» **WHAT YOU WILL DO**
Copy out every entry, keeping each character the same.

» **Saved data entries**
________________________
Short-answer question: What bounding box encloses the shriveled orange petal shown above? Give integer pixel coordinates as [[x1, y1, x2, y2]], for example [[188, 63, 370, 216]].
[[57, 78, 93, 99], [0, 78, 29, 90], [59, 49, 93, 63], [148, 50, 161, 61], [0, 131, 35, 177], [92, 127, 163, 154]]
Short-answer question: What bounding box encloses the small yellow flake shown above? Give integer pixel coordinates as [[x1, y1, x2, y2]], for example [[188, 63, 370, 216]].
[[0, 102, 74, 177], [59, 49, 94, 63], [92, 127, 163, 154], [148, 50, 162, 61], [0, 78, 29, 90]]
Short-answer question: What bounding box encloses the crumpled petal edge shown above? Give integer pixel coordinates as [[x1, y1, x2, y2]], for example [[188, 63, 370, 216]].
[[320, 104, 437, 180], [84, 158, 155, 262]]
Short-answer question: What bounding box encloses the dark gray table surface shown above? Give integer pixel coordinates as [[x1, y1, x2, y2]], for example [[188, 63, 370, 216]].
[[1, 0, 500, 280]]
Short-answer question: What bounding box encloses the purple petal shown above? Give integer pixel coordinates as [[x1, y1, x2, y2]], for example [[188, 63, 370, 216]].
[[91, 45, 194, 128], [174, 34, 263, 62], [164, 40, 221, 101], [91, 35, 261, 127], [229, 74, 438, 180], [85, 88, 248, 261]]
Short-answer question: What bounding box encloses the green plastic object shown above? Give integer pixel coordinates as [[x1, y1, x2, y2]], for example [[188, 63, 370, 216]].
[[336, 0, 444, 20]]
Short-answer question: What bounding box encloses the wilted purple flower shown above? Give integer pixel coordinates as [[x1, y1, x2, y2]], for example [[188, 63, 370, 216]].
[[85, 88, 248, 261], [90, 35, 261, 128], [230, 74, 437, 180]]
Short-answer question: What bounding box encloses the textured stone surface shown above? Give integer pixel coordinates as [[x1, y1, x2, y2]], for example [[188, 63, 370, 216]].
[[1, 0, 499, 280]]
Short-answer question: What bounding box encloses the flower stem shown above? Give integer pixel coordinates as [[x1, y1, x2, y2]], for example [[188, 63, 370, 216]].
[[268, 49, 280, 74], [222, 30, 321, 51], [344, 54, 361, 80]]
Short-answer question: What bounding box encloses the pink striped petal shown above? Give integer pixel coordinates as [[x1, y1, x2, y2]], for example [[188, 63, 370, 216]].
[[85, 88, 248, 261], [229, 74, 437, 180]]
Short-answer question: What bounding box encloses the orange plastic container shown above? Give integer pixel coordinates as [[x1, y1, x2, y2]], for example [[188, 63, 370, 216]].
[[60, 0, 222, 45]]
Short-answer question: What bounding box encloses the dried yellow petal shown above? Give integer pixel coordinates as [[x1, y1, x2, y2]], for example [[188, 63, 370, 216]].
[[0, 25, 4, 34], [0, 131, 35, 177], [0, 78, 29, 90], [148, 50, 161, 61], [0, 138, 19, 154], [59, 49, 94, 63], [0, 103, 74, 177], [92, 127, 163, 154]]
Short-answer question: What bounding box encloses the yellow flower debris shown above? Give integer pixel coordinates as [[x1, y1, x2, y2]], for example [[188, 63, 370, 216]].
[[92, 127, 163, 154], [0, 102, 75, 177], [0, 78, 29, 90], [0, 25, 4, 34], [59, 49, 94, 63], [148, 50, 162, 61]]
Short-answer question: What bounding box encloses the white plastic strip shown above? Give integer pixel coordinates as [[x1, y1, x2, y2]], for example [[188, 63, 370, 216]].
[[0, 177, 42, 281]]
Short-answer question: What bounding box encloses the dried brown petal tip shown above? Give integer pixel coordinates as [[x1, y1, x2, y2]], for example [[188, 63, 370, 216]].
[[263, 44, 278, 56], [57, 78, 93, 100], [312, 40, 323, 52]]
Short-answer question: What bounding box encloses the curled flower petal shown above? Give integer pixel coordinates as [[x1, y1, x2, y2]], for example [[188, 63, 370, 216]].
________________________
» **OUTPUT OF THE TASK**
Short-answer question: What bounding box encloses the shriveled orange petal shown above? Give integer pixel coordinates as [[x1, y1, x2, y2]], for example [[188, 63, 370, 216]].
[[57, 78, 93, 99], [0, 78, 29, 90], [59, 49, 93, 63], [148, 50, 161, 61], [0, 131, 35, 177], [92, 127, 163, 154]]
Short-answer question: What bounding box encloses the small yellow flake shown above? Give integer pixel coordinates as [[x1, y1, x2, y2]], for example [[188, 63, 370, 216]].
[[0, 102, 74, 177], [59, 49, 94, 63], [92, 127, 163, 154], [148, 50, 162, 61], [0, 78, 29, 90]]
Short-answer question: What bounding box encloses the crumpled petal edge shown above? Give integer pixel coordinates as [[x1, y1, x2, y2]], for example [[188, 63, 370, 216]].
[[320, 104, 437, 180], [84, 158, 155, 262]]
Short-answer question: What bounding box encloses the dark gray table surface shown above? Give integer pixel coordinates as [[x1, y1, x2, y2]], for example [[188, 63, 370, 216]].
[[1, 0, 500, 280]]
Short-answer question: What bounding box encloses the purple petal shown above? Give integer pixel coordinates as [[x1, y1, x2, y2]], for example [[188, 63, 370, 216]].
[[91, 45, 194, 128], [174, 34, 263, 62], [164, 40, 221, 101], [91, 35, 261, 127], [229, 74, 438, 180], [85, 88, 248, 261]]
Short-answer question: What bounding box encloses the green plastic object shown above? Give integer pixel coordinates as [[x1, y1, x2, y2]], for example [[188, 63, 370, 216]].
[[336, 0, 444, 20]]
Short-answer question: What bounding box encloses the wilted purple flower shown above? Give integer pixel coordinates as [[x1, y1, x2, y2]], for example [[188, 63, 370, 216]].
[[85, 88, 248, 261], [90, 35, 261, 128], [230, 74, 437, 180]]
Short-answer question: What bounding box encloses the textured stone surface shown above? Give integer pixel coordinates as [[x1, y1, x2, y2]], for example [[188, 63, 370, 216]].
[[1, 0, 499, 280]]
Short-answer question: What bounding box encloses the flower stem shown above? Give integer pixel coordinates as [[x1, y1, x2, y2]], for example [[188, 63, 370, 216]].
[[268, 49, 280, 74], [222, 30, 321, 51], [344, 54, 361, 80]]
Short-answer question: What bounding box encloses the pink striped petal shown above? Give integer pixel coordinates as [[x1, y1, x2, y2]], for example [[188, 63, 370, 216]].
[[85, 88, 248, 261], [229, 74, 437, 180]]
Short-answer question: What bounding box encloses the orange plastic container shown above? Give integer pixel coordinates as [[x1, y1, x2, y2]], for example [[188, 63, 370, 216]].
[[60, 0, 222, 45]]
Short-answer question: What bounding box encloses the dried yellow petal shown above? Give integer pixel coordinates as [[x1, y1, x2, y2]], for example [[188, 63, 370, 216]].
[[0, 25, 4, 34], [0, 131, 35, 177], [0, 78, 29, 90], [148, 50, 161, 61], [0, 138, 19, 154], [59, 49, 94, 63], [0, 103, 74, 177], [92, 127, 163, 154]]
Short-answer question: What bounding box encloses the yellow flower debris shown above? Give integer pixel coordinates as [[x1, y1, x2, y2]], for example [[188, 63, 370, 216]].
[[92, 127, 163, 154], [0, 102, 75, 177], [0, 78, 29, 90], [0, 25, 4, 34], [59, 49, 94, 63], [148, 50, 162, 61]]
Short-answer question: What bounding box encloses the white plastic strip shown above? Give integer pixel coordinates as [[x1, y1, x2, y2]], for example [[188, 63, 370, 216]].
[[0, 177, 42, 281]]
Short-answer question: What bounding box encloses the dried brown petal tip shown above? Give integer pixel coordinates as [[x1, y1, x2, y2]], for example [[188, 63, 370, 216]].
[[263, 44, 278, 56], [57, 78, 93, 100], [312, 40, 323, 52]]
Short-answer question: What bounding box encloses the curled flower petal shown above? Give integer pixel coordinates as [[x1, y1, x2, y2]], for example [[188, 63, 370, 216]].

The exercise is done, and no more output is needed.